Records for this exercise
-----
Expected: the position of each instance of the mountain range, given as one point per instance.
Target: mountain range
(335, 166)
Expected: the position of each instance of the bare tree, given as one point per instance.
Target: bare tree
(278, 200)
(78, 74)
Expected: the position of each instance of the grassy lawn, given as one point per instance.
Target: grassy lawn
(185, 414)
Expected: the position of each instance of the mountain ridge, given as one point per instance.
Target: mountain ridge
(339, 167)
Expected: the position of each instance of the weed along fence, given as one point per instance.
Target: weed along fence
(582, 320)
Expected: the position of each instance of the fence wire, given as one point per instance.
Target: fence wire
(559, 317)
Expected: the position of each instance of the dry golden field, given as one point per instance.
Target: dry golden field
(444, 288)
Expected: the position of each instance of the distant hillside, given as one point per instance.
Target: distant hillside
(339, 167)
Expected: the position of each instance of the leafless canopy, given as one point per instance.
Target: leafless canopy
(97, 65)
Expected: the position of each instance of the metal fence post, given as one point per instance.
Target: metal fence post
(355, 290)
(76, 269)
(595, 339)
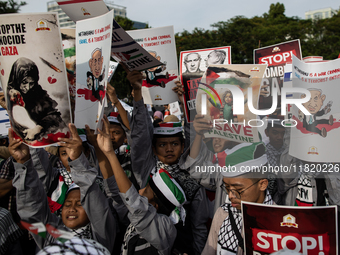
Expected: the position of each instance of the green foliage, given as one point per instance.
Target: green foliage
(10, 6)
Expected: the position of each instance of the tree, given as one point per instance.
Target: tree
(11, 6)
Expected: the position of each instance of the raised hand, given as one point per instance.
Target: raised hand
(104, 139)
(179, 91)
(73, 145)
(111, 94)
(19, 151)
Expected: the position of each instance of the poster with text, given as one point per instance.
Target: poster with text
(112, 69)
(68, 36)
(93, 38)
(316, 135)
(193, 64)
(83, 9)
(4, 122)
(127, 50)
(304, 230)
(33, 76)
(275, 56)
(159, 81)
(223, 97)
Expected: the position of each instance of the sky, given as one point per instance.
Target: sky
(189, 14)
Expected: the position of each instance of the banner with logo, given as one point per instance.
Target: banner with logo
(225, 96)
(275, 56)
(316, 135)
(306, 230)
(159, 81)
(83, 9)
(33, 76)
(193, 64)
(93, 58)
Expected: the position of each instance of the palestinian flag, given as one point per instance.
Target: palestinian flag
(60, 235)
(35, 228)
(170, 193)
(57, 194)
(243, 157)
(168, 128)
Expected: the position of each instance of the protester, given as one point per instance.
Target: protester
(162, 194)
(167, 148)
(86, 212)
(225, 233)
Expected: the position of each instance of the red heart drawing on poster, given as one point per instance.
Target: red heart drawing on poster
(51, 80)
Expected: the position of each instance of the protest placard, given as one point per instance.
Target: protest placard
(275, 56)
(307, 230)
(223, 97)
(93, 43)
(33, 76)
(159, 81)
(112, 69)
(4, 122)
(315, 137)
(193, 64)
(125, 49)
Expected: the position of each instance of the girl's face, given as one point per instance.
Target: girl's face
(228, 98)
(26, 84)
(74, 215)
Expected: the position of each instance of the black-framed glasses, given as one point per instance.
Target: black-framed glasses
(235, 193)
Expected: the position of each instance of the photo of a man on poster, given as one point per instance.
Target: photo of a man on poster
(192, 63)
(154, 74)
(32, 110)
(96, 76)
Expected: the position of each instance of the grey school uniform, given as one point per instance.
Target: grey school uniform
(33, 207)
(144, 162)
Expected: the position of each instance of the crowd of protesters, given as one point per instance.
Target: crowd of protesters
(133, 188)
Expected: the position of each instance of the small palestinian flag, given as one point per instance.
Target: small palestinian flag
(168, 128)
(170, 193)
(35, 228)
(57, 194)
(60, 235)
(244, 157)
(113, 117)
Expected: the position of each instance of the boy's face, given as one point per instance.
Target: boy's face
(63, 156)
(168, 149)
(228, 99)
(73, 213)
(220, 144)
(118, 136)
(251, 193)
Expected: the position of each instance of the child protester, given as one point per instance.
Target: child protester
(153, 211)
(85, 212)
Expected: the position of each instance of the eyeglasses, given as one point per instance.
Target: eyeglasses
(235, 193)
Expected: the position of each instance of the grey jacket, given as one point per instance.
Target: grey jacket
(33, 207)
(143, 162)
(156, 229)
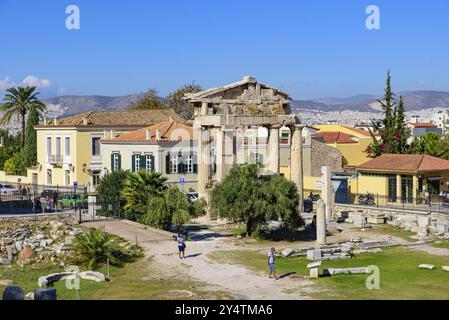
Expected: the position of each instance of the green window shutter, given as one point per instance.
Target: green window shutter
(112, 162)
(167, 163)
(152, 163)
(180, 164)
(195, 163)
(143, 163)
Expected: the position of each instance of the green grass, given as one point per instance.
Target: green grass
(400, 277)
(444, 244)
(133, 281)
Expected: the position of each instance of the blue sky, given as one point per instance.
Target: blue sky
(311, 49)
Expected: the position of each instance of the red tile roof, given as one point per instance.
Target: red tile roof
(169, 131)
(116, 118)
(358, 131)
(334, 137)
(405, 162)
(424, 125)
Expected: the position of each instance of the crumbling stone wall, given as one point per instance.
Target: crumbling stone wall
(324, 155)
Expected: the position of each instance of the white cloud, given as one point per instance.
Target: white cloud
(34, 81)
(6, 83)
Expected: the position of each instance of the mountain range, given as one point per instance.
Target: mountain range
(414, 100)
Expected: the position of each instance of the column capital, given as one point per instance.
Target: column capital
(297, 127)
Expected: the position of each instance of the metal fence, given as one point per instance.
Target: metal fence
(26, 199)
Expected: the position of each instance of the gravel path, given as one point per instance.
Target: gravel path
(241, 282)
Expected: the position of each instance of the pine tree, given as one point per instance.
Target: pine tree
(30, 149)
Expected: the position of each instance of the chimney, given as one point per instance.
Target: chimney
(148, 134)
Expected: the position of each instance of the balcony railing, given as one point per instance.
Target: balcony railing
(55, 159)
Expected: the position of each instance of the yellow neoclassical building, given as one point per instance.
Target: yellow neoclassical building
(68, 149)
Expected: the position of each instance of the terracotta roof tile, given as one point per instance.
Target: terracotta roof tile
(169, 131)
(405, 162)
(334, 137)
(358, 131)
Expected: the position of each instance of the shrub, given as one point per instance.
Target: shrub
(15, 165)
(138, 188)
(96, 247)
(109, 191)
(253, 199)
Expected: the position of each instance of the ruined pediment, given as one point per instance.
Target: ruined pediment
(245, 97)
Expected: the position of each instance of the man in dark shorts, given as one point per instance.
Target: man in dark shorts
(181, 246)
(271, 263)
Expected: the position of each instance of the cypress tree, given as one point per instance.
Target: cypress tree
(30, 148)
(393, 133)
(402, 132)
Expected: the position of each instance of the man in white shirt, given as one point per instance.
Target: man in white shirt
(181, 246)
(271, 263)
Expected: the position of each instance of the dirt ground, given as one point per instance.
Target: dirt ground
(241, 282)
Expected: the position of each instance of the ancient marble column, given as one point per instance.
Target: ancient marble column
(320, 223)
(219, 155)
(326, 190)
(273, 149)
(296, 165)
(225, 151)
(203, 160)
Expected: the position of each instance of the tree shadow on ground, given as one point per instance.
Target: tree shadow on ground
(194, 255)
(285, 275)
(287, 235)
(207, 236)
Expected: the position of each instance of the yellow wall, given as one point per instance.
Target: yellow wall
(341, 128)
(353, 153)
(28, 179)
(372, 184)
(80, 154)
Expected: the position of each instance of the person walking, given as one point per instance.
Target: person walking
(271, 263)
(181, 246)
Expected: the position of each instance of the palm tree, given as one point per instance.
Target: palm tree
(18, 101)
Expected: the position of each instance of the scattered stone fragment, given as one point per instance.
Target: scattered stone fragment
(337, 271)
(427, 266)
(13, 293)
(92, 276)
(287, 252)
(6, 282)
(26, 253)
(45, 294)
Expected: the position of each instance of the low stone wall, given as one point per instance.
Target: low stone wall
(422, 223)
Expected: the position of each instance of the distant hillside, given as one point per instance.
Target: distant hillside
(414, 100)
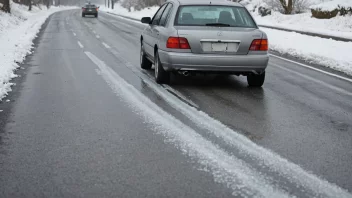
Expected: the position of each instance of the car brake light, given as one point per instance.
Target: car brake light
(177, 43)
(259, 45)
-----
The problem
Copy out, exactly and alone, the lines of the entries above between the ones holding "Target: mountain ridge" and "post, given as one point per instance.", inclusive.

Expected answer
Target: mountain ridge
(339, 167)
Expected: the position of each instance of the weed along fence, given as one point per instance.
Target: weed along fence
(582, 320)
Expected: the position of each instance of the fence wire, given as one point per instance.
Target: fence wire
(559, 317)
Expected: the position of each instance of the dry golden field, given as one point per instance.
Target: dry golden field
(444, 288)
Expected: the position of each instance of the distant hillside, given as one point per instance.
Target: distant hillside
(339, 167)
Expected: the position of each instance of the leafless canopy, given as one point per instance.
Target: leafless canopy
(97, 65)
Expected: the position of each instance of the metal fence post, given as one point per instance.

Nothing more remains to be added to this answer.